===== Task material =====

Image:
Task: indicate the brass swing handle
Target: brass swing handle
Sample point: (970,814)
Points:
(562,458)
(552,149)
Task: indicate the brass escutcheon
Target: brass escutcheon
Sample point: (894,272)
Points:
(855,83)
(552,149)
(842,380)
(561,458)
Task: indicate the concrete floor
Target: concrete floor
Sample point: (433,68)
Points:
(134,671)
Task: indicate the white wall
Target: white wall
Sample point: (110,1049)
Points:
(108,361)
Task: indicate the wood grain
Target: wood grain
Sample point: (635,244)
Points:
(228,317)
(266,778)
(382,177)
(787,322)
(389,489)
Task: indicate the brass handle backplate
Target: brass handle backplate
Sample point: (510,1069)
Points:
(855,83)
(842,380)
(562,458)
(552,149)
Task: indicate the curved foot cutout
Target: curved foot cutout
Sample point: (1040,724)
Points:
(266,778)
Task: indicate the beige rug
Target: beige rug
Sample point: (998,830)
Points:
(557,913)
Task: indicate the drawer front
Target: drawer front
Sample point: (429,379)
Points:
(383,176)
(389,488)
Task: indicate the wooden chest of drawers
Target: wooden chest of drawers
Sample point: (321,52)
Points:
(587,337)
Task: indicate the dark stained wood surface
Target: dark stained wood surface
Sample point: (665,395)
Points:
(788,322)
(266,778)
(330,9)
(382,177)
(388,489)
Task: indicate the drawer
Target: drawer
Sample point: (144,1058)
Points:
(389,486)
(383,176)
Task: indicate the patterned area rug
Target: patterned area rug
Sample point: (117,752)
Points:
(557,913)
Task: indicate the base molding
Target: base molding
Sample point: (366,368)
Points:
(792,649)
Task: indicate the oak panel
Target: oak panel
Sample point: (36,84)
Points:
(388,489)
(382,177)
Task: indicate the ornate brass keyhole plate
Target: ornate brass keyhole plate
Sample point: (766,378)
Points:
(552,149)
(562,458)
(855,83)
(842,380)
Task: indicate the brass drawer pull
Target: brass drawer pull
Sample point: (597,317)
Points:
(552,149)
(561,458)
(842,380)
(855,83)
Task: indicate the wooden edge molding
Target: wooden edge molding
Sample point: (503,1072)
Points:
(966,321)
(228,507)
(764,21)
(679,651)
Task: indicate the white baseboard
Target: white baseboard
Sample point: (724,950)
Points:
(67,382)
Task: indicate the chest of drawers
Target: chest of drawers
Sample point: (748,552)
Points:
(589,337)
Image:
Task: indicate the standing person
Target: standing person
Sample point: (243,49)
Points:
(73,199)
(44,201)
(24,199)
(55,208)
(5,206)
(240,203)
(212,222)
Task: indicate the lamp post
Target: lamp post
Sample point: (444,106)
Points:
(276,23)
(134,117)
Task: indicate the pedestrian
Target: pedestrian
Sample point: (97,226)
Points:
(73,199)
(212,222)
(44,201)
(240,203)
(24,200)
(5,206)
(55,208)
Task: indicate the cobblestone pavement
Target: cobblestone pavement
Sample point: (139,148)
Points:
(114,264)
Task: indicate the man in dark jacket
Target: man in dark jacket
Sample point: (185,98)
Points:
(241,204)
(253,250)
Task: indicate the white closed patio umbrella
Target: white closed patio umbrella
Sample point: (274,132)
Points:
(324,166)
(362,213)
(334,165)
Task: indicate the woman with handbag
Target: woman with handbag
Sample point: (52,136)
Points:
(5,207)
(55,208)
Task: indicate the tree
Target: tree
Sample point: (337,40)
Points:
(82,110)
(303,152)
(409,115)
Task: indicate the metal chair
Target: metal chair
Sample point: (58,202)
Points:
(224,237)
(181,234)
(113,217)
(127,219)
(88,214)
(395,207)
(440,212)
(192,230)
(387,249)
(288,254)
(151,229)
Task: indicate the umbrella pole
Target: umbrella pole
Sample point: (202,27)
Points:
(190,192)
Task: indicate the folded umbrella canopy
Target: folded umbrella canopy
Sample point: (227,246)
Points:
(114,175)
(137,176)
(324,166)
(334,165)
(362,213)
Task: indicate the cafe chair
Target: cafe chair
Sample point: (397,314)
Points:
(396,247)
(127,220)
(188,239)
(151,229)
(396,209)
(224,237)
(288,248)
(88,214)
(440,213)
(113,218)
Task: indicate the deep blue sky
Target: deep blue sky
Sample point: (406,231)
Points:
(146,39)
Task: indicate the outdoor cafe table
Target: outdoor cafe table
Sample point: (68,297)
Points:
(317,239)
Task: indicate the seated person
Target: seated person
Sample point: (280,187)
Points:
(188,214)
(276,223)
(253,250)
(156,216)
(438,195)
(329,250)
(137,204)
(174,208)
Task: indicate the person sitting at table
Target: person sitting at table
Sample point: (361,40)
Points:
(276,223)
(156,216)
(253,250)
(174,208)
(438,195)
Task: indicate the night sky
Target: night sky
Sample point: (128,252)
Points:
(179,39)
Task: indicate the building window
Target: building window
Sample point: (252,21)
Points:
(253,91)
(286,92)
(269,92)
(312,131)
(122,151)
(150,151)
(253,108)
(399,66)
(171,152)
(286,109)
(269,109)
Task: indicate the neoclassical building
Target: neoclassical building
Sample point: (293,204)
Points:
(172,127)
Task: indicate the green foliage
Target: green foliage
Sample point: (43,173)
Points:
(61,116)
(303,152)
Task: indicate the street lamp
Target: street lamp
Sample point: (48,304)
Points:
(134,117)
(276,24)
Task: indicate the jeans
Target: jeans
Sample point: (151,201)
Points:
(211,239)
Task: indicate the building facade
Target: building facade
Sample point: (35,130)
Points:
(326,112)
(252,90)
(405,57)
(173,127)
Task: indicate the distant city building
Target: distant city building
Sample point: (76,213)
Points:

=====

**Exercise brief:** Write out every entry exactly as given.

**Correct output:**
Image:
Task: indicate the brass swing handle
Target: brass swing handle
Sample point: (970,814)
Points:
(562,458)
(552,149)
Task: indicate the brass escutcheon
Target: brass escutcheon
Sample point: (894,272)
Points:
(855,83)
(552,149)
(842,380)
(561,458)
Task: indicate the concrete floor
Target: concrete floor
Sample point: (433,68)
Points:
(134,671)
Task: indicate the white wall
Target: white wall
Sample point: (110,1049)
Points:
(108,361)
Task: indicate the wood grain
Target: wood grain
Sample point: (635,244)
Points:
(228,317)
(266,778)
(382,177)
(787,322)
(389,489)
Task: indicate the brass handle backplate
Target: brass handle backplate
Sample point: (510,1069)
Points:
(855,83)
(842,380)
(562,458)
(552,149)
Task: indicate the curved foot cutout
Target: curved foot cutout
Sample point: (1040,724)
Points:
(266,778)
Task: indicate the beige rug
Target: beige rug
Sample point: (998,830)
Points:
(557,913)
Task: indicate the drawer front
Target: drawer front
Sample point: (429,379)
Points:
(383,176)
(389,488)
Task: indicate the wooden chest of drawers
Target: wooden chest of drawers
Sample point: (321,52)
Points:
(587,337)
Task: indicate the dark stained wood surface
Target: dark stained wood surface
Sample point: (665,395)
Points:
(788,322)
(266,778)
(330,9)
(382,177)
(388,489)
Task: indicate the drawer
Target: drawer
Sample point: (144,1058)
Points:
(389,486)
(383,176)
Task: indicate the patterned area rug
Target: patterned area rug
Sample point: (117,752)
Points:
(557,913)
Task: indicate the base molding
Target: base molding
Sample point: (366,368)
Points:
(792,649)
Task: indicate the oak panel
Target: oak panel
Sample point: (36,84)
Points:
(388,489)
(382,177)
Task: indicate the ornate brass keyhole plate
Target: ornate brass keyhole plate
Sample point: (766,378)
Points:
(552,149)
(562,458)
(855,83)
(842,380)
Task: indicate the brass drawer pull
Target: brass drawer pull
Sample point: (597,317)
Points:
(552,149)
(561,458)
(842,380)
(855,83)
Task: indicate the wooden edge molding
Target: wooden edge molding
Sample point: (503,1072)
Points:
(966,321)
(228,507)
(764,21)
(679,651)
Task: indicate the white baseboard
Target: white baseboard
Sample point: (724,950)
Points:
(67,382)
Task: indicate the chest of drawers
Target: chest of drawers
Sample point: (748,552)
Points:
(589,337)
Image:
Task: indicate the standing person
Target: standing person
Sample point: (243,49)
Points:
(73,199)
(44,201)
(24,199)
(55,208)
(5,206)
(240,203)
(212,222)
Task: indicate the lamp post
Target: lamp post
Sample point: (444,106)
Points:
(276,23)
(134,117)
Task: indicate the pedestrian
Target: pedestrian
Sample point: (97,226)
Points:
(73,199)
(212,222)
(44,201)
(240,203)
(24,200)
(5,206)
(55,208)
Task: indicate the cobblestone pavement
Target: cobblestone pavement
Sample point: (139,148)
Points:
(114,264)
Task: indicate the man in dark jacket
Target: man in dark jacket
Sample point: (185,98)
Points:
(241,204)
(253,250)
Task: indicate the white closed patio umbrella
Target: white closed patio umbrella
Sample point: (274,132)
Points:
(324,166)
(362,213)
(334,165)
Task: indicate the woman with handbag
Target: woman with handbag
Sample point: (52,136)
Points:
(5,207)
(55,208)
Task: indicate the tree
Target: tree
Sample point: (337,40)
Points:
(82,110)
(303,152)
(409,115)
Task: indicate the metal chair
Target: metal chair
Sample point: (58,202)
Points:
(224,237)
(181,234)
(113,217)
(127,219)
(88,214)
(395,207)
(440,212)
(192,230)
(387,249)
(288,254)
(151,229)
Task: indicate the umbrella pole
Target: umbrella pole
Sample point: (202,27)
Points:
(190,192)
Task: indicate the folded umbrella canopy
Target: folded umbrella canopy
Sample point: (227,246)
Points:
(114,175)
(137,176)
(324,166)
(334,165)
(362,213)
Task: indicate the cafe chair
Target: cafe chair
Sample point: (397,314)
Points:
(396,247)
(127,220)
(188,239)
(151,229)
(396,209)
(224,237)
(288,248)
(88,214)
(440,213)
(113,218)
Task: indicate the deep blue sky
Target: deep blue sky
Sample point: (406,231)
Points:
(146,39)
Task: indicate the outdoor cafe table
Target: outdoor cafe table
Sample point: (68,297)
Points:
(317,239)
Task: indicate the seated person
Target: seated person
Sample point: (280,187)
Points:
(188,214)
(276,223)
(253,250)
(156,216)
(438,195)
(329,250)
(137,204)
(174,208)
Task: indicate the person sitting at table
Target: person sitting at table
Sample point: (361,40)
Points:
(276,223)
(156,216)
(253,250)
(174,208)
(438,195)
Task: indicate the night sky
Target: night sky
Sample point: (128,252)
Points:
(179,39)
Task: indicate the building window
Target: building window
Sample point: (252,21)
Points:
(253,91)
(286,92)
(269,92)
(312,131)
(122,151)
(150,151)
(253,108)
(399,66)
(171,152)
(286,109)
(269,109)
Task: indicate the neoclassical building
Target: neoclassical building
Sample point: (293,204)
Points:
(172,127)
Task: indicate the green foliage
Target: green foliage
Sample point: (43,173)
Points:
(61,116)
(303,152)
Task: indicate the street lamp
Target: street lamp
Sample point: (48,304)
Points:
(134,117)
(276,24)
Task: indicate the jeans
Target: jeans
Sample point: (151,201)
Points:
(211,239)
Task: indicate the building facade
Target: building facade
Sample point: (35,130)
Points:
(326,112)
(252,90)
(405,57)
(173,127)
Task: indicate the distant city building
Target: distant city building
Sample point: (76,213)
Points:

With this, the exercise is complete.